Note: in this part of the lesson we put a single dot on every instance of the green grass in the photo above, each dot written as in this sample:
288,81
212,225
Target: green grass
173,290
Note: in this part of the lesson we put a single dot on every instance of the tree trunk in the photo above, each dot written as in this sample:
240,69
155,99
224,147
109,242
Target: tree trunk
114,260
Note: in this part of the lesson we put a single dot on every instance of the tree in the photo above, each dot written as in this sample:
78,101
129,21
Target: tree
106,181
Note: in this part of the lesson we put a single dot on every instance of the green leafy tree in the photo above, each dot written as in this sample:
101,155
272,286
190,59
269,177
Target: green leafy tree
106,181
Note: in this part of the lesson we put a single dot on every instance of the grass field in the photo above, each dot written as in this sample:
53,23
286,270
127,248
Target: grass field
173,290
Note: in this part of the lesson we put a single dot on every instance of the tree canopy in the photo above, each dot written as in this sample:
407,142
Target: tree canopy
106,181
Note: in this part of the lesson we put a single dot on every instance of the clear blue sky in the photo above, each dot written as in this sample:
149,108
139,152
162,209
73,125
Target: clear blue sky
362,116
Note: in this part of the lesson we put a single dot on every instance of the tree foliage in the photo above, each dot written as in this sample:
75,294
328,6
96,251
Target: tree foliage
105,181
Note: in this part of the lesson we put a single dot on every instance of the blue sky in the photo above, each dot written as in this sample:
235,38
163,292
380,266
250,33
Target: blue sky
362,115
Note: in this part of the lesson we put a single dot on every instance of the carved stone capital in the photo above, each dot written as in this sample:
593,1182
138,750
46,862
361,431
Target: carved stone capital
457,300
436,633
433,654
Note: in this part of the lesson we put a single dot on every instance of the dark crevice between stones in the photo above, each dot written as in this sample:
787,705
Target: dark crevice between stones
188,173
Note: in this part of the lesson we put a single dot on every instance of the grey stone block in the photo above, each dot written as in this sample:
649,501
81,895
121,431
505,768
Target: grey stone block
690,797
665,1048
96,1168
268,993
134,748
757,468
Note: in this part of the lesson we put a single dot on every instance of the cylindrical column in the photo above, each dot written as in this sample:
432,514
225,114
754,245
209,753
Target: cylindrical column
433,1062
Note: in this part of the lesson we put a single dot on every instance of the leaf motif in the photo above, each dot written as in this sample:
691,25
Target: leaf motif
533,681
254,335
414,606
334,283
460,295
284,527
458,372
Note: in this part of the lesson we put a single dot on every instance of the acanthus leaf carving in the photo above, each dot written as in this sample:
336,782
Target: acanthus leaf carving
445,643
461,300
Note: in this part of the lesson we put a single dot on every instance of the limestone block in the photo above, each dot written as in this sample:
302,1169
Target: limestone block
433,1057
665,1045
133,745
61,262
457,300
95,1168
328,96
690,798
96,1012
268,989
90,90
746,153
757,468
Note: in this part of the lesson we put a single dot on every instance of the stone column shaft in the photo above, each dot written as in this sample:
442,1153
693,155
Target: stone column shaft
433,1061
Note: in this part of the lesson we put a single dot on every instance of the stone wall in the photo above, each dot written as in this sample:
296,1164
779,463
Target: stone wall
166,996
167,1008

• • • •

* **Required action**: Output the complete data verbatim.

* **Expected answer**:
Note: in this part of the lesson we put a single dot on every instance of the green grass in the photo above, each dot written as in this sample:
288,81
212,225
Target: green grass
173,290
Note: in this part of the lesson we put a single dot on every instance of the tree trunk in the photo above, each dot written as in this sample:
240,69
155,99
224,147
109,242
Target: tree trunk
114,260
Note: in this part of the lesson we put a single dot on every instance of the tree in the photo above, each dot written as in this sample:
78,101
129,21
Target: tree
106,181
Note: in this part of the lesson we put a single dot on every instance of the green leafy tree in the photo above, each dot written as in this sample:
101,155
272,286
190,59
269,177
Target: green leafy tree
106,181
Note: in this part of the lesson we put a single dot on every instance of the grass field in the photo above, each dot written as in this sample:
53,23
286,270
127,248
Target: grass field
173,290
Note: in this part of the lesson we put a single dot on every instance of the tree canopy in the photo above, each dot written as in this sample:
407,142
Target: tree canopy
106,181
Note: in this part of the lesson we put a single dot on every instance of the clear blue sky in the photo above, each dot written as in this sample:
149,108
139,152
162,209
73,125
Target: clear blue sky
362,116
Note: in this part of the lesson we put a single dot on every instance of the tree foliage in the photo above, each dot written as in this sample:
75,294
328,6
96,251
Target: tree foliage
105,181
Note: in this part of the lesson we put a single dot on every instance of the blue sky in the photo above, each dot written as in this sample:
235,38
163,292
380,266
250,33
Target: blue sky
362,115
Note: in this part of the lesson we put a single dot on every instance of the carved stone capital in the photo above, each dot written as in this sample:
593,1182
138,750
46,862
361,431
Target: carved stone capital
457,300
436,633
433,654
Note: in this part of the lesson we put a single dot on every instance of the dark crevice between stones in the photo above, each dot written as in this sample:
787,705
Target: dark crevice between stones
188,173
Note: in this part of the lesson we put a single dot on every instance of the grey stone block in the photo above, each dot written as in this sample:
649,501
81,895
121,431
505,768
Target: grey stone block
690,797
665,1048
96,1168
268,993
134,748
757,468
Note: in this part of the lesson we put a single dot on every instance of the cylindrical column in the photo above, each dot written as in this sample:
432,514
225,114
754,245
209,753
Target: cylindrical column
433,1062
Note: in this part of the lesson we put a single dot on every instance of the leaf motif in the photo above, each dot written as in this sample:
691,25
Target: leaf motif
533,681
254,335
414,606
334,283
460,295
284,527
458,372
Note: in this part of the lesson we put a single dot on every instance of the acanthus leaf carving in the photo above, each dot written as in this sample:
336,782
Target: acanthus leaf carving
445,643
461,300
Note: in this part of the lesson we put a single dot on every instance of the limestone block in the photo above, each dot written as in this sample:
302,1169
Target: limestone block
433,1057
665,1045
133,745
61,262
457,300
95,1168
328,96
690,798
96,1012
268,989
90,90
746,153
757,468
Note: in this part of the lesson we put a single dot on every instance of the stone column shaft in the photo above, each dot written as in this sample:
442,1153
693,155
Target: stone column shaft
433,1061
Note: in this part of the lesson we put a single dot on every instance of the stone wall in the photo above, each dot written as in this sample:
296,1164
779,463
Target: stone wall
166,996
167,1008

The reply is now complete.